Victory may not always go to the farmers. From last week, farmers under All India Kishan Sabha and Bharatiya Khet Mazdoor Sangha had pulled of a Nationwide agitation ending September 5,highlighting the woes of the farmers in the wake of the Covid-19 pandemic. Manipuri farmers too supported it, and one of the agitating farmers said, “Everyone says farmers are our soul, but when farmers face misfortunes, does anybody care?”

This year Manipuri farmers have high hopes, despite the pandemic, because the monsoons came at the right time. Perhaps, their optimism was more. Because, as I’d say, fertilizers went beyond their hands. They had to stand in long queus and produce pattas of the land they till, which is not hassle free, to get fertilizers. Sometime later, the govt. distributed fertilizers but, I think, the appropriate time might have been missed by many farmers.

### Work order 1
Repeat, word for word, the part of the passage on Manipuri farmers from "Victory may not" to "by many farmers.".
### Work order 2
Carry on the passage on Manipuri farmers from the point where it stops.
The listing after this point is separate material, not part of the passage on Manipuri farmers.

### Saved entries

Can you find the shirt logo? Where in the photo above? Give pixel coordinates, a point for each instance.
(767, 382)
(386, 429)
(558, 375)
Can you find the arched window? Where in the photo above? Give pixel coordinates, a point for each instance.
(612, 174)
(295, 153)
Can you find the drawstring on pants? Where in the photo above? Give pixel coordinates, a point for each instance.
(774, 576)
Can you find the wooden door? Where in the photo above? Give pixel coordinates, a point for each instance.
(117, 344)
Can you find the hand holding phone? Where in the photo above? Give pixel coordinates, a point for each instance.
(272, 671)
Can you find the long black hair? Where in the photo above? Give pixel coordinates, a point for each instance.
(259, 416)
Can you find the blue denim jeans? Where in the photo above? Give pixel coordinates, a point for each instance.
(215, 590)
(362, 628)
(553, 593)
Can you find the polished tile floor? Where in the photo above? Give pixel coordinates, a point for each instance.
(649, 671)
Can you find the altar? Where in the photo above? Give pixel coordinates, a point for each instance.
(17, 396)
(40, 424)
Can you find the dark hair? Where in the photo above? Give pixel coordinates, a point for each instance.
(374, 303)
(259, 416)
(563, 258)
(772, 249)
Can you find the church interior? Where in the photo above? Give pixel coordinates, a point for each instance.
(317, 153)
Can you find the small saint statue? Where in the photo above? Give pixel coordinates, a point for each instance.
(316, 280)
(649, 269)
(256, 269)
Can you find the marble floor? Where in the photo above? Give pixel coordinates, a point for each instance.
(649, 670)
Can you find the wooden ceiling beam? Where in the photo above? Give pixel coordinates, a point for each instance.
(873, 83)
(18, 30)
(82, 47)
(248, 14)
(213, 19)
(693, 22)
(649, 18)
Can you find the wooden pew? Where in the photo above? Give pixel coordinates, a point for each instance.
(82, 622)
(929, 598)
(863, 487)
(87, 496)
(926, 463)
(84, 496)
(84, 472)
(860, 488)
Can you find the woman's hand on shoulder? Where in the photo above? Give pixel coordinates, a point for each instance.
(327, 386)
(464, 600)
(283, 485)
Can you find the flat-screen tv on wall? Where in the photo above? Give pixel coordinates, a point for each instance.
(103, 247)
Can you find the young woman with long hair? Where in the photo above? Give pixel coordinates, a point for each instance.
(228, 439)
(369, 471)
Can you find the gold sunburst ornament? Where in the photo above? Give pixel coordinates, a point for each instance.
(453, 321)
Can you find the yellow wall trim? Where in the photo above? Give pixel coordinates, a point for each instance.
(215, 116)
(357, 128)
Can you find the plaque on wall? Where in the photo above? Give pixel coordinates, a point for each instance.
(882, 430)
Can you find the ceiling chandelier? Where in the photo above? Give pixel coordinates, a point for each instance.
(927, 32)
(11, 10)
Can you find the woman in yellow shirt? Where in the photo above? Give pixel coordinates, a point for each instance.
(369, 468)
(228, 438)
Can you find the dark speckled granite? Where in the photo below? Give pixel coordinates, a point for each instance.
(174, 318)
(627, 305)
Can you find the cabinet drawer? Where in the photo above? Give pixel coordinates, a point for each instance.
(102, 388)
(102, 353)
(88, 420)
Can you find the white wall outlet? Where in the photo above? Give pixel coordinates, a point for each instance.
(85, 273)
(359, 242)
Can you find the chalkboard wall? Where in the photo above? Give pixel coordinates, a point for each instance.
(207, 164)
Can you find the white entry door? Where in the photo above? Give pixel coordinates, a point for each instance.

### Answer space 1
Victory may not always go to the farmers. From last week, farmers under All India Kishan Sabha and Bharatiya Khet Mazdoor Sangha had pulled of a Nationwide agitation ending September 5,highlighting the woes of the farmers in the wake of the Covid-19 pandemic. Manipuri farmers too supported it, and one of the agitating farmers said, “Everyone says farmers are our soul, but when farmers face misfortunes, does anybody care?”

This year Manipuri farmers have high hopes, despite the pandemic, because the monsoons came at the right time. Perhaps, their optimism was more. Because, as I’d say, fertilizers went beyond their hands. They had to stand in long queus and produce pattas of the land they till, which is not hassle free, to get fertilizers. Sometime later, the govt. distributed fertilizers but, I think, the appropriate time might have been missed by many farmers.

### Answer space 2
So it brings me to rethink whether Kanta was right in deciding to quit farming and opt to become a mechanic. Kanta is the son of Mayambung, a prosperous farmer of Charangpat in Thoubal district. His farmer father had high hopes for him to become a farmer, but as in Wordsworth’s ‘Michael, ‘he frustrated his father’s hopes. The tractor his father had bought for him, was sold and only the makeshift garage where it was parked now remained in a dilapidated form of four pillars and crumbling walls.

Kanta alienated himself from the land, came to Imphal and became a vehicle mechanic. Among the noise, smoke and vices of Imphal, he took to drinking, and now before his work begins each day, he has to drink half a litre of local brew. His alienation from the land destroyed him and as Pearl S. Buck showed in her novel ‘The Good Earth’, his life lost all morals and decency with his distancing away from his fathers’ field.

Was it not right to be a farmer? His father Mayambung wore clean dhoties, attended the ritual of Shri Govindaji and mixed in high society though he was a farmer. But he, Kanta, is now a debased soul.

However Kanta is urbane and a city bird.

A farmer is not a degraded persona. But many farmers are giving up farming. They even sell the land they till, and look for jobs in Imphal. There aren’t, many, among the younger generation, who aim to become a farmer. But why?

I suppose there are reasons.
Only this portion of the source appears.